▸ INSTRUCTIONS FOR THE TASK: Can you set out the rows below as a Markdown table with two columns, Line for the row number and Text for the row itself, leaving out any blank rows?
****************************************
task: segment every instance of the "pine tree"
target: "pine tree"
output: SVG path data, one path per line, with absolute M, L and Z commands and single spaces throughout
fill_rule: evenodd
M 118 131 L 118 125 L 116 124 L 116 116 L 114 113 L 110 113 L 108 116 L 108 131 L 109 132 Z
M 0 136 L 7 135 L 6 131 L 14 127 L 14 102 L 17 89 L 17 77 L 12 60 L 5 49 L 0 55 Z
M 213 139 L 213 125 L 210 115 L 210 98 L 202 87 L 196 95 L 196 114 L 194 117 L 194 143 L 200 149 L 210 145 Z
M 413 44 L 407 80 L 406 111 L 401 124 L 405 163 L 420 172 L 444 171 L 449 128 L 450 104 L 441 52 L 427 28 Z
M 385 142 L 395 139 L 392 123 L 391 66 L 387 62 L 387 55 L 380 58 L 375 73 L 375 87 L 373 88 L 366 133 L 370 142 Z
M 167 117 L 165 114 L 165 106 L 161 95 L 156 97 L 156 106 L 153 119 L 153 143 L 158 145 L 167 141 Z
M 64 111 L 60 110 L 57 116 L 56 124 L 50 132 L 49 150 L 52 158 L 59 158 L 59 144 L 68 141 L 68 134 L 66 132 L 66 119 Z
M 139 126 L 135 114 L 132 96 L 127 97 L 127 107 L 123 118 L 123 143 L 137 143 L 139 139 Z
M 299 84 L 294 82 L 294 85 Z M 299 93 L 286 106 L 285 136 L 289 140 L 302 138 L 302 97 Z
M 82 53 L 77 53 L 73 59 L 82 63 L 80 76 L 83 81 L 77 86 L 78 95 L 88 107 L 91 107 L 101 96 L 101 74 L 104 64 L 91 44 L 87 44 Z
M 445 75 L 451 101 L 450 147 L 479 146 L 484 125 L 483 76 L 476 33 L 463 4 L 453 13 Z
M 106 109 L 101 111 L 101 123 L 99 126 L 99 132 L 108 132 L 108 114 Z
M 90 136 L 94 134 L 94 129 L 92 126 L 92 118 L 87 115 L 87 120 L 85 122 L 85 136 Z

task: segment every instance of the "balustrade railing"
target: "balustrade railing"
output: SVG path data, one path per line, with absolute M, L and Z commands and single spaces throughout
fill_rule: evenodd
****************************************
▸ ANSWER TO THIS PROBLEM:
| Line | Text |
|---|---|
| 1 | task: segment every instance of the "pine tree" |
| 2 | target: "pine tree" |
| 3 | output: SVG path data, one path per line, with absolute M, L and Z commands and single spaces throughout |
| 4 | fill_rule: evenodd |
| 5 | M 118 131 L 118 125 L 116 124 L 116 116 L 114 113 L 110 113 L 108 116 L 108 131 L 109 132 Z |
| 6 | M 0 136 L 7 135 L 6 131 L 14 127 L 14 102 L 17 89 L 17 77 L 12 60 L 5 49 L 0 55 Z |
| 7 | M 213 139 L 213 125 L 210 115 L 210 98 L 202 87 L 196 95 L 196 114 L 194 117 L 194 143 L 200 149 L 210 145 Z |
| 8 | M 413 44 L 407 80 L 406 111 L 401 124 L 405 163 L 420 172 L 444 171 L 449 128 L 450 104 L 441 52 L 427 28 Z |
| 9 | M 385 142 L 395 139 L 392 123 L 391 66 L 387 62 L 387 55 L 380 58 L 375 73 L 375 87 L 373 88 L 366 133 L 370 142 Z |
| 10 | M 167 117 L 165 114 L 165 106 L 161 95 L 156 97 L 156 106 L 153 119 L 153 143 L 158 145 L 167 141 Z |
| 11 | M 64 111 L 60 110 L 57 116 L 56 124 L 50 132 L 49 150 L 52 158 L 59 158 L 59 144 L 68 141 L 68 134 L 66 132 L 66 119 Z |
| 12 | M 139 126 L 135 114 L 132 96 L 127 97 L 127 107 L 123 118 L 123 143 L 137 143 L 139 139 Z |
| 13 | M 299 84 L 294 82 L 294 85 Z M 299 93 L 286 106 L 285 136 L 289 140 L 302 138 L 302 97 Z |
| 14 | M 82 53 L 77 53 L 73 59 L 82 63 L 80 76 L 83 81 L 77 86 L 78 95 L 88 107 L 91 107 L 101 96 L 101 74 L 104 64 L 91 44 L 87 44 Z |
| 15 | M 445 75 L 451 101 L 450 147 L 479 146 L 484 125 L 483 76 L 476 33 L 463 4 L 453 13 Z |
| 16 | M 106 109 L 101 111 L 101 123 L 99 126 L 99 132 L 108 132 L 108 114 Z |
| 17 | M 90 136 L 94 134 L 94 129 L 92 126 L 92 118 L 87 115 L 87 120 L 85 122 L 85 136 Z |
| 18 | task: segment every instance of the "balustrade railing" |
| 19 | target: "balustrade railing" |
| 20 | output: SVG path data, one path per line, with absolute M, L and Z commands and single spaces throughout |
| 21 | fill_rule: evenodd |